WHAT THE TASK ASKS:
Copy out, without alteration, the lines of the material from the line containing "For every instance of the child's" through the final line of the material, inclusive.
>> START RECORDS FOR THIS TASK
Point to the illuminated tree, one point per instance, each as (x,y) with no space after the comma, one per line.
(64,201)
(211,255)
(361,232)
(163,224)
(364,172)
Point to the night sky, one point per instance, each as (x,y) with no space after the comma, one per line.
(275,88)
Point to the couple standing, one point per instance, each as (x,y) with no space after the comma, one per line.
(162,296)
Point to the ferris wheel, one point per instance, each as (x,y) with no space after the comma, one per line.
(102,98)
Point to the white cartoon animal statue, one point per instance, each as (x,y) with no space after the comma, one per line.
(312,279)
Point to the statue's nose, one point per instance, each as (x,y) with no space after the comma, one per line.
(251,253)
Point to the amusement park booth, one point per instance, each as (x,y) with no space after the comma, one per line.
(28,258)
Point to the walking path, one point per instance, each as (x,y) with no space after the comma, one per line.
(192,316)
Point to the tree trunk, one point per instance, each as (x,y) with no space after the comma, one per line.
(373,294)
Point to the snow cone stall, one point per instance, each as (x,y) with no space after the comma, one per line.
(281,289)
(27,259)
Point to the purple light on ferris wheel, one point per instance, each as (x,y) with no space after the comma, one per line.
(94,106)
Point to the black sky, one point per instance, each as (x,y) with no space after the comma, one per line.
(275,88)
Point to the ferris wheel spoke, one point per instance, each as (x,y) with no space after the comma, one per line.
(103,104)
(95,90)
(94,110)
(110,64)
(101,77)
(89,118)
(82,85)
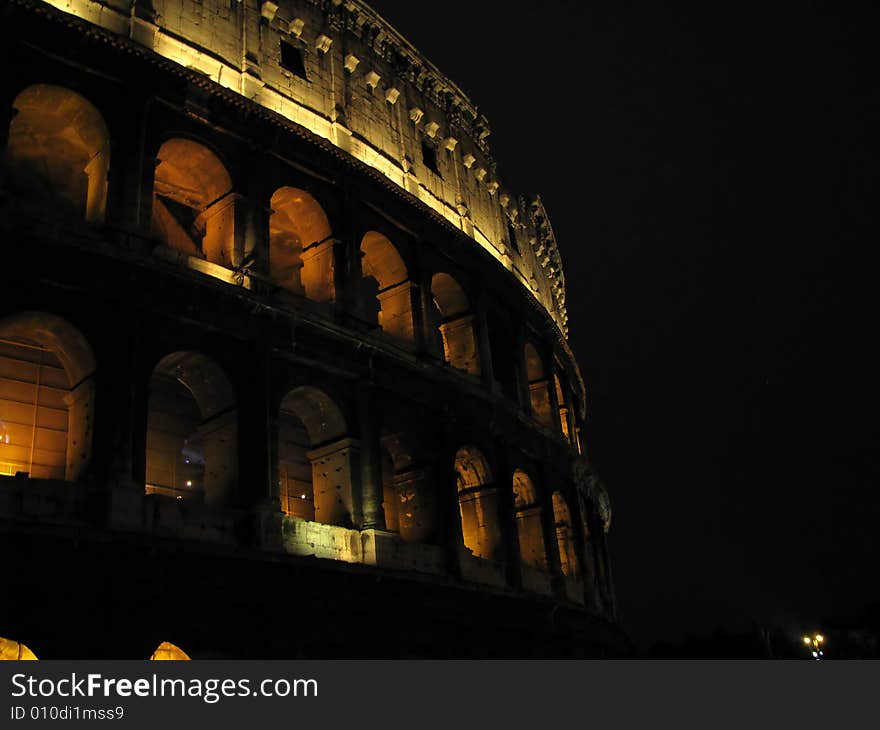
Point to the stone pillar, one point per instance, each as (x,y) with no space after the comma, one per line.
(459,343)
(120,437)
(220,220)
(551,391)
(548,520)
(80,419)
(335,481)
(96,196)
(372,489)
(507,515)
(7,114)
(485,349)
(431,336)
(396,313)
(448,513)
(318,272)
(523,385)
(417,520)
(220,434)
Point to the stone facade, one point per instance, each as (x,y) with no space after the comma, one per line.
(264,368)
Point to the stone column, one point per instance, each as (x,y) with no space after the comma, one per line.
(220,434)
(523,385)
(320,262)
(548,519)
(551,391)
(372,491)
(81,419)
(460,344)
(418,507)
(335,481)
(507,514)
(121,411)
(223,222)
(432,337)
(485,349)
(396,313)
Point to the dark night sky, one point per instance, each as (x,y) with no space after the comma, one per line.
(709,175)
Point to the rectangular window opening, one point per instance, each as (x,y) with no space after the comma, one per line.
(511,234)
(429,157)
(292,59)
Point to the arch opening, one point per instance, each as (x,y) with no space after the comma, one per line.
(193,203)
(58,153)
(386,295)
(455,324)
(316,460)
(565,537)
(47,394)
(503,354)
(300,245)
(564,412)
(192,430)
(529,528)
(408,500)
(539,393)
(478,504)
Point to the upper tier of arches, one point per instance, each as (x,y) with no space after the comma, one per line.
(287,237)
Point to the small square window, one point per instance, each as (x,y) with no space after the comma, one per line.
(429,157)
(292,59)
(511,234)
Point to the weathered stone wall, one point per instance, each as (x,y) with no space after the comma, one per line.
(359,84)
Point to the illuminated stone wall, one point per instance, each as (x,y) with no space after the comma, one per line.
(263,351)
(341,72)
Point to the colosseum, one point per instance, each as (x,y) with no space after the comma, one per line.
(284,369)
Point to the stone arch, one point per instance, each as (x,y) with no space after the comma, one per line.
(564,410)
(386,288)
(529,528)
(539,393)
(300,245)
(192,429)
(317,462)
(478,504)
(47,397)
(58,152)
(455,323)
(15,651)
(565,537)
(193,202)
(409,501)
(166,651)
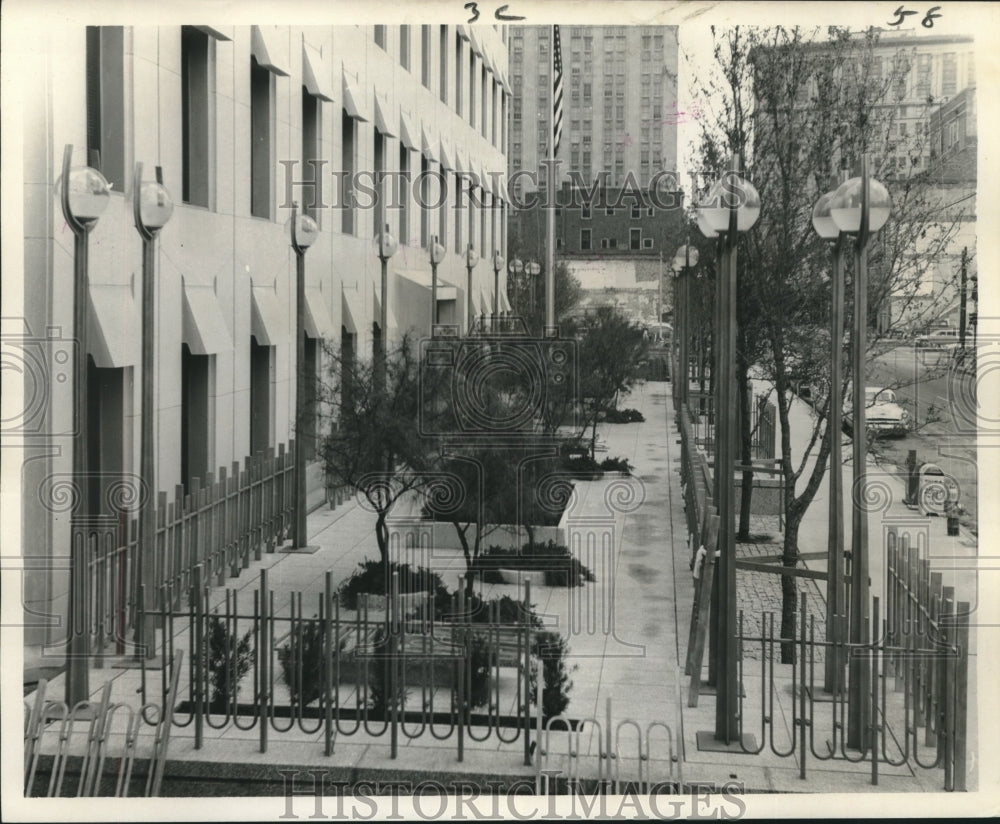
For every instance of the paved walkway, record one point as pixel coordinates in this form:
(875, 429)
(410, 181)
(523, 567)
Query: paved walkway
(627, 634)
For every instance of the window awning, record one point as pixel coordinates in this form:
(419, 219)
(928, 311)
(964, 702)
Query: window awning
(423, 278)
(447, 156)
(431, 148)
(352, 310)
(114, 326)
(316, 73)
(270, 47)
(355, 104)
(408, 133)
(204, 329)
(266, 321)
(317, 318)
(382, 119)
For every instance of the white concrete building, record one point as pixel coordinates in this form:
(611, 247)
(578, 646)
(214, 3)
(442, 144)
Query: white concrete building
(226, 112)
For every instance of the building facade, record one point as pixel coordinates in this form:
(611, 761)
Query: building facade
(241, 120)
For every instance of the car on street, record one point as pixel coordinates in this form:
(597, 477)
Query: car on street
(883, 414)
(938, 339)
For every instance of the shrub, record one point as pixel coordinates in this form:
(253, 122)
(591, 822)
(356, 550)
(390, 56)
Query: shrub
(560, 567)
(372, 578)
(229, 660)
(304, 653)
(624, 416)
(551, 648)
(379, 678)
(617, 465)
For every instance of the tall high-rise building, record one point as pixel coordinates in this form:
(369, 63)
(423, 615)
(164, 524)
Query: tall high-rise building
(619, 101)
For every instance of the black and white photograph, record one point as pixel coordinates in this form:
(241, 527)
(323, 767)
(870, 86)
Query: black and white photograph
(499, 410)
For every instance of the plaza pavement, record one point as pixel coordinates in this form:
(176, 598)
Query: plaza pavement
(628, 647)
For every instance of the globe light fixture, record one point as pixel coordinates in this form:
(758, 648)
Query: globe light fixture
(845, 206)
(728, 191)
(88, 193)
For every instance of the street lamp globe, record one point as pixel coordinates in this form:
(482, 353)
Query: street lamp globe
(845, 208)
(729, 190)
(437, 253)
(89, 193)
(823, 221)
(704, 227)
(385, 244)
(155, 205)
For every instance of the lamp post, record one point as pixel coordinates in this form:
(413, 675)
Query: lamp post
(827, 229)
(498, 262)
(152, 207)
(437, 255)
(859, 207)
(471, 259)
(304, 231)
(532, 269)
(515, 268)
(385, 247)
(685, 258)
(732, 207)
(84, 195)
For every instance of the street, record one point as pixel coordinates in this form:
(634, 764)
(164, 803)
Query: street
(939, 400)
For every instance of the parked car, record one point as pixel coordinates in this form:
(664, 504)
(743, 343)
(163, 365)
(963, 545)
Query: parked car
(938, 339)
(883, 414)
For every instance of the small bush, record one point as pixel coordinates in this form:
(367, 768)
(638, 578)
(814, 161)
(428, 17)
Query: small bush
(372, 578)
(617, 465)
(229, 660)
(379, 678)
(305, 649)
(560, 567)
(552, 649)
(624, 416)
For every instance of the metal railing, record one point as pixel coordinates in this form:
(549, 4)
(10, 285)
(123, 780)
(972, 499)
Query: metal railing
(414, 669)
(220, 524)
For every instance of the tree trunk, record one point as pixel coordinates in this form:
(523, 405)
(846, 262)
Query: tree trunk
(382, 536)
(789, 591)
(746, 450)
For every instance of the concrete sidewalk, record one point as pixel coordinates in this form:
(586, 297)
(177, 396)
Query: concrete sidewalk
(627, 634)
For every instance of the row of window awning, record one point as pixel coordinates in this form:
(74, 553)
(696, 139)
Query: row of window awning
(114, 319)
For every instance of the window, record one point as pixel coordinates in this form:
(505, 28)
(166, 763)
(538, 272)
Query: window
(194, 116)
(404, 47)
(106, 101)
(311, 151)
(404, 194)
(260, 137)
(261, 390)
(425, 184)
(348, 163)
(949, 74)
(444, 64)
(425, 56)
(458, 73)
(379, 213)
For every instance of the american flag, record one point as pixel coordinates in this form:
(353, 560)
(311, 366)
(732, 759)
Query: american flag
(556, 91)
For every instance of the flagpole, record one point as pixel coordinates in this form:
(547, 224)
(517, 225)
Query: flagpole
(550, 251)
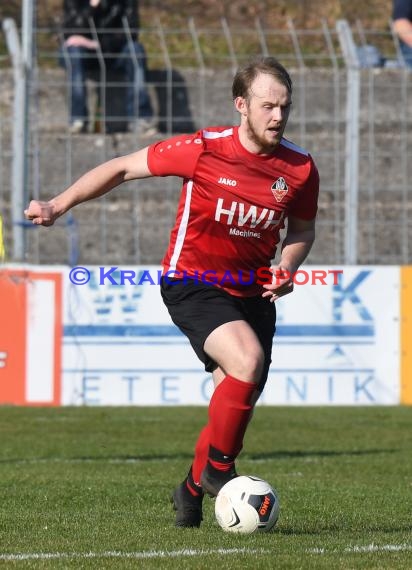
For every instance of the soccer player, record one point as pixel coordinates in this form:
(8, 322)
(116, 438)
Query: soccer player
(240, 184)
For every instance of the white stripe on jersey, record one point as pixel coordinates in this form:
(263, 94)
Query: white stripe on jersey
(293, 146)
(216, 135)
(181, 233)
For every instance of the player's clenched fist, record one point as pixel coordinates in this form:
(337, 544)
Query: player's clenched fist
(41, 213)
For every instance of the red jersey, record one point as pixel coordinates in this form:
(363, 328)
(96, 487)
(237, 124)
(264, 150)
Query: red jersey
(232, 206)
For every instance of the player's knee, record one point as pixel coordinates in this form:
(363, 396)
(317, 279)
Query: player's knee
(250, 365)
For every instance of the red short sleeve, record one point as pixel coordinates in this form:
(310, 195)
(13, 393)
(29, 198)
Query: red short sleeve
(306, 204)
(176, 156)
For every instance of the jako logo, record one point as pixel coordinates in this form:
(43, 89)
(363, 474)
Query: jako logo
(3, 356)
(227, 181)
(264, 506)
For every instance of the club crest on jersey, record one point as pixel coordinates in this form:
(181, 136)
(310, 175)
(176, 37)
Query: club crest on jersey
(279, 189)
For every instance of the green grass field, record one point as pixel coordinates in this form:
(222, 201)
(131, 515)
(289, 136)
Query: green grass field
(89, 488)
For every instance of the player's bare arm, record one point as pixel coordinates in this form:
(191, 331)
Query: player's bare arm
(93, 184)
(295, 248)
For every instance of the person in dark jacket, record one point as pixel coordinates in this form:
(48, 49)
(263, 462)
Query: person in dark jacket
(108, 30)
(402, 25)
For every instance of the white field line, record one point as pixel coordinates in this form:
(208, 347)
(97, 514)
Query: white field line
(133, 555)
(355, 549)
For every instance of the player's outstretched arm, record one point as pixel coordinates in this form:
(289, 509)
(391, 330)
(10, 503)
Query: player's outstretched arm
(93, 184)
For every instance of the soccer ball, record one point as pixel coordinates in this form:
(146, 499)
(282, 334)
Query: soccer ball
(247, 504)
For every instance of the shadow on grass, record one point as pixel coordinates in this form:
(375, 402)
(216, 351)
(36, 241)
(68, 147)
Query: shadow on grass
(153, 457)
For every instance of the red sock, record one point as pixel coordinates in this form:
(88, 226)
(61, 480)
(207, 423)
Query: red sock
(201, 452)
(229, 412)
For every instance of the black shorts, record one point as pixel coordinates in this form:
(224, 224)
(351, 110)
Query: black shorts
(198, 309)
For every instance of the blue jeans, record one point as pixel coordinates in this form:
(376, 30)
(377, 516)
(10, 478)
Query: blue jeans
(406, 52)
(78, 61)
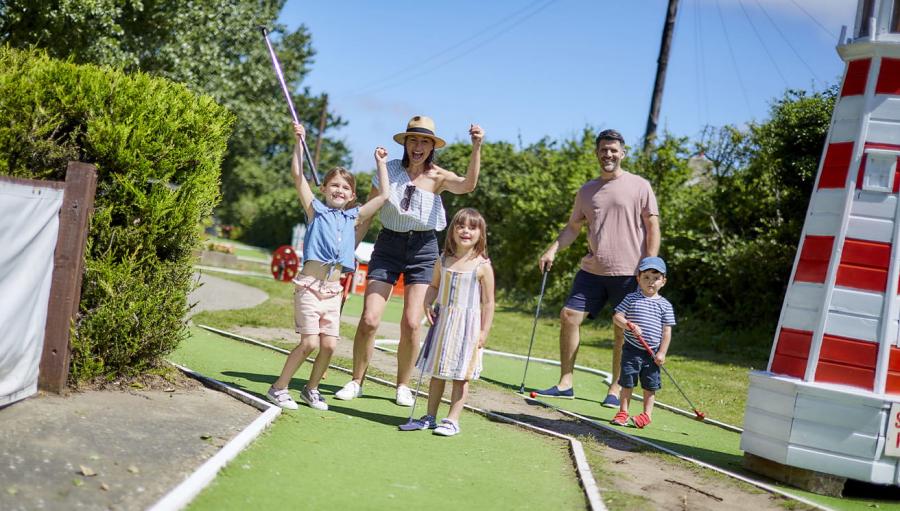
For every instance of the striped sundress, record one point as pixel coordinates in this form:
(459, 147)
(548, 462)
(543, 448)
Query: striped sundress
(450, 351)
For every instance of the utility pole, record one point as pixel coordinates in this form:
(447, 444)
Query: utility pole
(660, 83)
(322, 118)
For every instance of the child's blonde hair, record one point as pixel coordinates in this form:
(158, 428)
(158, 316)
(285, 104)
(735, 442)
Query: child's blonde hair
(344, 173)
(473, 219)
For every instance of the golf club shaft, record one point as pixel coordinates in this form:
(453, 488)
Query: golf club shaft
(653, 356)
(287, 96)
(537, 314)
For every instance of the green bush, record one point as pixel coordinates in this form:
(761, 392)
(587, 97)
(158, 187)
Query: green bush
>> END RECORDS FOR THIS TASK
COMPLETE RESPONSE:
For every instance of the child's blonde hair, record one point as pixel coordinates in this form:
(158, 428)
(158, 316)
(285, 104)
(735, 442)
Query: child's blonde hair
(344, 173)
(473, 219)
For every instance of the golf club shaft, record one point as pixel coordinates in this form:
(453, 488)
Query: golf club shaft
(653, 356)
(287, 96)
(537, 314)
For every instance of the green bush, record one point as pixel coordinates in this form:
(761, 392)
(587, 97)
(158, 187)
Query: green bush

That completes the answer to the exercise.